Objective: Rewrite the records below as a two-column Markdown table headed Row and Line, giving each nonblank line its own numbered row. Skip blank lines and leave the pictures out.
--- START ---
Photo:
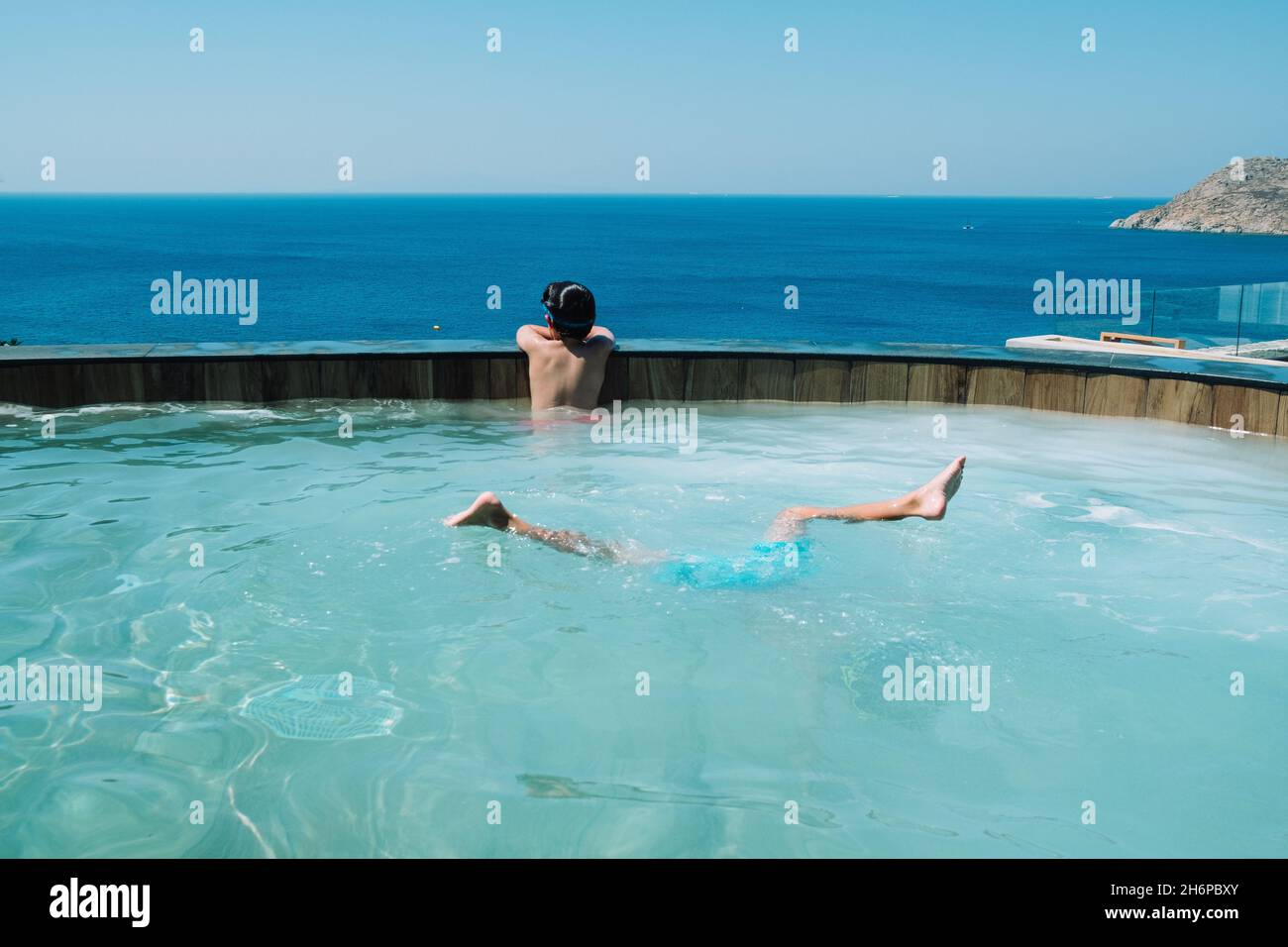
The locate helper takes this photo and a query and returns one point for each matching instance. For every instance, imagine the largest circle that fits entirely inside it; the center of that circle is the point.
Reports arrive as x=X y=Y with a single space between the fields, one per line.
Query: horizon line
x=567 y=193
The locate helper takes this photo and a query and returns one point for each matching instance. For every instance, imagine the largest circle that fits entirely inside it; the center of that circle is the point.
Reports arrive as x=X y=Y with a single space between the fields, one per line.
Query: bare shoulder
x=528 y=338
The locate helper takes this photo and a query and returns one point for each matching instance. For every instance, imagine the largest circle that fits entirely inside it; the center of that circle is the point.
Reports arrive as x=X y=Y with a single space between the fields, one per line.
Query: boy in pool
x=567 y=356
x=786 y=535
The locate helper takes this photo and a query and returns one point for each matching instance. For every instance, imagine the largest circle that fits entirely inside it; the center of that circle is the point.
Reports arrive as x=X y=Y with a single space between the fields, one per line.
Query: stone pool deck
x=1109 y=384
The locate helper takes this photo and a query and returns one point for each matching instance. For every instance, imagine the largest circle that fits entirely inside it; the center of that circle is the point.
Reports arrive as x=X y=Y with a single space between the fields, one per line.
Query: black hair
x=571 y=307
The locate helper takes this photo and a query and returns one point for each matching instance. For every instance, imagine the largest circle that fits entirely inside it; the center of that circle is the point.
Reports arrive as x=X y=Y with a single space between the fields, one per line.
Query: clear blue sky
x=580 y=89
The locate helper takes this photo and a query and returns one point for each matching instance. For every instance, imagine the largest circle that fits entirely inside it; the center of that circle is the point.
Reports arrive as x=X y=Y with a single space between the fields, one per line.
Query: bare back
x=566 y=373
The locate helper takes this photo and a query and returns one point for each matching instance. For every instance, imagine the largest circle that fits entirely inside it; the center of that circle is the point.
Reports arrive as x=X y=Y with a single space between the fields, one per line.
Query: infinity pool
x=299 y=659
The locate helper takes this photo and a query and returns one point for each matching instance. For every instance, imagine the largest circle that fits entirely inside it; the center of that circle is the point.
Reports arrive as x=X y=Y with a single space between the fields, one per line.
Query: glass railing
x=1240 y=318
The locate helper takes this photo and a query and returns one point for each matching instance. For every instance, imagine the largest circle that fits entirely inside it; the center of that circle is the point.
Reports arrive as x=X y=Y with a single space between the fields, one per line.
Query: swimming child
x=785 y=538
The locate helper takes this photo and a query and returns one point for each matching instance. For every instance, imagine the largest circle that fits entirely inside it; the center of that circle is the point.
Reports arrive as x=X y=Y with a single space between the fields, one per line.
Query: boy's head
x=571 y=309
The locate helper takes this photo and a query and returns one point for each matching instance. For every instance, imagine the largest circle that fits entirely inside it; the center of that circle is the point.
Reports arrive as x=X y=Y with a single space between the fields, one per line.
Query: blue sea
x=80 y=268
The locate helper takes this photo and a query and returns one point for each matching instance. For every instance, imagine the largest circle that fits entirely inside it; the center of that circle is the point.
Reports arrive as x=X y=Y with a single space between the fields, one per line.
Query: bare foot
x=485 y=510
x=931 y=500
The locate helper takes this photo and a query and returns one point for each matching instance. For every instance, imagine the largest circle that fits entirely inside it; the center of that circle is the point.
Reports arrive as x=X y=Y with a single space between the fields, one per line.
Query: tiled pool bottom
x=503 y=680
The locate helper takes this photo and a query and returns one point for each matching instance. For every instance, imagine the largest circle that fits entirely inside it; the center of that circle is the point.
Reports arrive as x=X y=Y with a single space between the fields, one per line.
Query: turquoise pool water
x=505 y=680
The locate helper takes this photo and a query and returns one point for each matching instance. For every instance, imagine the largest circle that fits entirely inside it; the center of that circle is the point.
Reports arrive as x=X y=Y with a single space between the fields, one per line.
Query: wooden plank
x=1115 y=395
x=822 y=380
x=179 y=380
x=995 y=385
x=768 y=379
x=290 y=379
x=885 y=381
x=233 y=379
x=107 y=382
x=713 y=379
x=858 y=381
x=1176 y=399
x=503 y=377
x=656 y=377
x=1258 y=407
x=616 y=380
x=1055 y=390
x=936 y=382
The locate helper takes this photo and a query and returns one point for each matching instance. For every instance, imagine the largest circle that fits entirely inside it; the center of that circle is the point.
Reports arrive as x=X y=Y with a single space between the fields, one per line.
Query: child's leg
x=928 y=501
--- END ---
Written answer:
| Row | Line |
|---|---|
| 1 | Photo: |
| 2 | The locate helper takes this photo and a query and returns one point for each matching instance. For every instance, imagine the largest circle that fits entirely inside it; the center of that circle is the point. |
| 3 | Reports arrive as x=X y=Y with a single space between the fields, one per line. |
| 4 | Query: horizon line |
| 5 | x=567 y=193 |
| 6 | The locate helper takes this photo and a query and returns one point for each matching instance. For every instance, imagine the largest circle that fits entirely inside it; the center of that circle is the point. |
| 7 | Reports arrive as x=X y=Y with a single space between the fields, one per line. |
| 8 | Query: bare shoulder |
| 9 | x=528 y=338 |
| 10 | The locate helper takes this photo and a query and returns one point for each matching instance. For every instance, imagine the largest circle that fits entirely inside it; the center of that circle is the point. |
| 11 | Reports arrive as x=X y=Y with a single space between the fields, one per line. |
| 12 | Query: boy in pool |
| 13 | x=567 y=356 |
| 14 | x=786 y=535 |
| 15 | The locate helper takes this photo and a query and returns one point for each matching instance. For every instance, imagine the largest circle that fits entirely inside it; the center of that circle is the point. |
| 16 | Reports arrive as x=X y=Y with a single space between the fields, one per line. |
| 17 | Query: stone pool deck |
| 18 | x=1109 y=384 |
| 19 | The locate helper takes this photo and a query and returns one point for each matching instance. For every instance, imagine the largest circle that fits entirely inside it; the center of that circle is the point. |
| 20 | Reports arrive as x=X y=Y with a single space between the fields, one per line. |
| 21 | Query: black hair |
| 22 | x=571 y=307 |
| 23 | The locate helper takes this photo and a query and returns one point for each matching instance. For every instance, imagine the largest circle that fits entirely inside it; the center of that circle is the point. |
| 24 | Reports arrive as x=X y=Y with a single space between the fields, one per line. |
| 25 | Query: clear blue sky |
| 26 | x=580 y=89 |
| 27 | The locate helper takes this photo and a query and returns one point for each matching instance. For every instance, imagine the largest circle that fits entirely inside it; the center of that circle is the point. |
| 28 | Reports arrive as x=X y=Y with a single space between the fields, one per line. |
| 29 | Query: bare back |
| 30 | x=566 y=373 |
| 31 | The locate helper takes this photo and a query and returns one point for each matching instance. For every instance, imagine the largest circle that fits entirely inside it; the center of that circle is the point. |
| 32 | Reports arrive as x=X y=Y with a single space between the fields, one per line. |
| 33 | Query: infinity pool |
| 34 | x=299 y=659 |
| 35 | The locate helper takes this photo and a query and returns one point for each matching instance. For every instance, imagine the largest circle that fits entirely inside it; the center of that circle is the point. |
| 36 | Reports arrive as x=X y=Y with a single space between the fields, one per line. |
| 37 | Query: glass railing |
| 38 | x=1240 y=318 |
| 39 | The locate helper takes this photo and a query and returns one point for each matching instance. For every instance, imagine the largest circle that fits entirely inside it; the center of that circle is the point. |
| 40 | Reports arrive as x=X y=Y with a single space between the fields, one per line. |
| 41 | Query: swimming child |
| 42 | x=785 y=538 |
| 43 | The locate helper takes this photo and a query and returns one point for each matching instance. For every instance, imagine the largest circle that fits entirely inside it; the center of that circle is the point. |
| 44 | Reports arrive as x=X y=Y with a single space between the fields, one per line. |
| 45 | Query: boy's head |
| 46 | x=571 y=309 |
| 47 | The locate helper takes this photo and a query and returns one point for each matching instance. For every instance, imagine the largest circle that fits entirely inside it; the center of that circle is the point. |
| 48 | Reports arrive as x=X y=Y with a single space between the fields, one per line. |
| 49 | Query: blue sea |
| 50 | x=80 y=268 |
| 51 | The locate helper takes this photo and a query and returns one point for each matching instance. For every instance, imagine the largest circle that fits entirely inside it; the center of that circle is the point. |
| 52 | Reports arrive as x=X y=Y with a single space between the fields, one per line. |
| 53 | Query: bare foot |
| 54 | x=485 y=510 |
| 55 | x=931 y=500 |
| 56 | The locate helper takes this photo and a query and returns one point for each matching instance. For every instance, imagine the largest circle that fits entirely inside it; the center of that circle is the point. |
| 57 | Reports arrive as x=X y=Y with a single space between the fields, one per line. |
| 58 | Query: tiled pool bottom |
| 59 | x=503 y=680 |
| 60 | The locate helper takes this photo and a query and returns one point for each matching instance. For every instance, imagine the largest circle that fits entirely inside it; the center of that circle is the point. |
| 61 | Reports arrive as x=X y=Y with a single space between the fields, one per line. |
| 62 | Query: turquoise pool water |
| 63 | x=505 y=680 |
| 64 | The locate helper takes this photo and a query and returns one point for each matching instance. For every instance, imagine the largest circle that fits entirely inside it; the center of that circle is the point. |
| 65 | Reports arrive as x=X y=Y with a single space between the fields, one per line. |
| 66 | Query: wooden plank |
| 67 | x=1115 y=395 |
| 68 | x=822 y=380 |
| 69 | x=179 y=380 |
| 70 | x=995 y=385 |
| 71 | x=768 y=379 |
| 72 | x=290 y=379 |
| 73 | x=885 y=381 |
| 74 | x=233 y=379 |
| 75 | x=107 y=382 |
| 76 | x=713 y=379 |
| 77 | x=858 y=381 |
| 78 | x=1176 y=399 |
| 79 | x=503 y=377 |
| 80 | x=656 y=377 |
| 81 | x=1258 y=407 |
| 82 | x=616 y=380 |
| 83 | x=1055 y=390 |
| 84 | x=936 y=382 |
| 85 | The locate helper takes this photo and a query and returns one point for each matching instance. For every instance, imagine the largest circle that fits entirely inside it; the center of that circle is the point. |
| 86 | Reports arrive as x=X y=Y with a single space between the fields, one per line. |
| 87 | Query: child's leg |
| 88 | x=928 y=501 |